Write out the Jaipur Rugs case summary from the words "This case discusses" through "the Pyramid (BOP).", substituting "weavers" for every "artisans".

**TEXT BLOCK:**
>>>
This case discusses how social innovator Nand Kishore Chaudhary (NKC) revolutionized the concept of the traditional carpet industry in India and empowered 40,000+ rural artisans by providing them with a sustainable livelihood.  In 1978, NKC started a small social enterprise under the name Jaipur Carpets (later on renamed Jaipur Rugs). The startup worked with poor artisans and trained and educated them. It offered Doorstep Entrepreneurship under which the artisans received all the raw materials required and wove carpets from their homes. Jaipur Rugs also offered services like healthcare, programs of financial inclusion, and leadership training. Apart from this, its biggest achievement was eliminating the middlemen and providing a sustainable livelihood to communities at the Bottom of the Pyramid (BOP).

However, NKC’s journey was not without its challenges. Among some sections of society in India, it is considered taboo to interact with people belonging to the lower castes and NKC faced hatred and resistance from his family and society for working with so-called untouchable castes. Further, retaining artisans in the job of carpet weaving and attracting others were becoming tough tasks when these weavers starting migrating to other places in search of better job offers. Another challenge was to scale up the operations of Jaipur Rugs globally. Analysts wondered how NKC could make Jaipur Rugs sustainable in the long run.  What could he do to preserve the dying art of weaving?
<<<
**DATA LINES:**
>>>
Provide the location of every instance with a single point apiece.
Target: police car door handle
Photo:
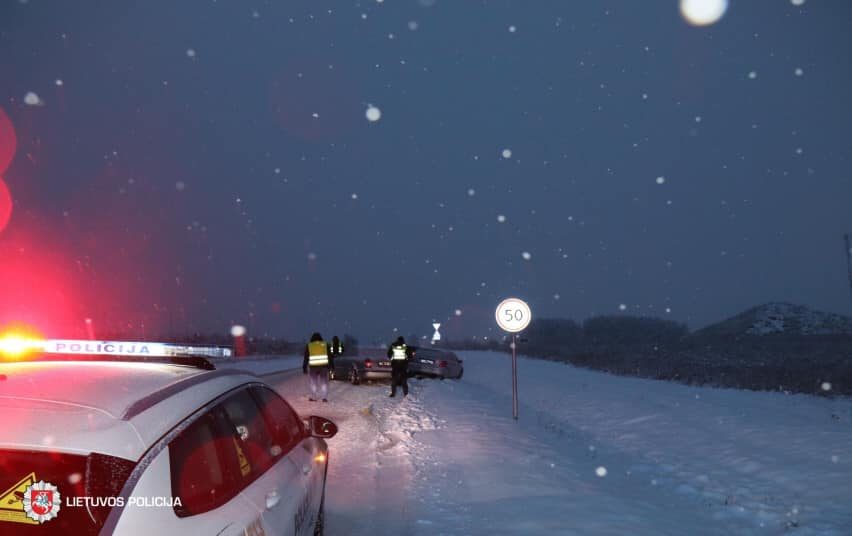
<<<
**RESULT:**
This case discusses how social innovator Nand Kishore Chaudhary (NKC) revolutionized the concept of the traditional carpet industry in India and empowered 40,000+ rural weavers by providing them with a sustainable livelihood.  In 1978, NKC started a small social enterprise under the name Jaipur Carpets (later on renamed Jaipur Rugs). The startup worked with poor weavers and trained and educated them. It offered Doorstep Entrepreneurship under which the weavers received all the raw materials required and wove carpets from their homes. Jaipur Rugs also offered services like healthcare, programs of financial inclusion, and leadership training. Apart from this, its biggest achievement was eliminating the middlemen and providing a sustainable livelihood to communities at the Bottom of the Pyramid (BOP).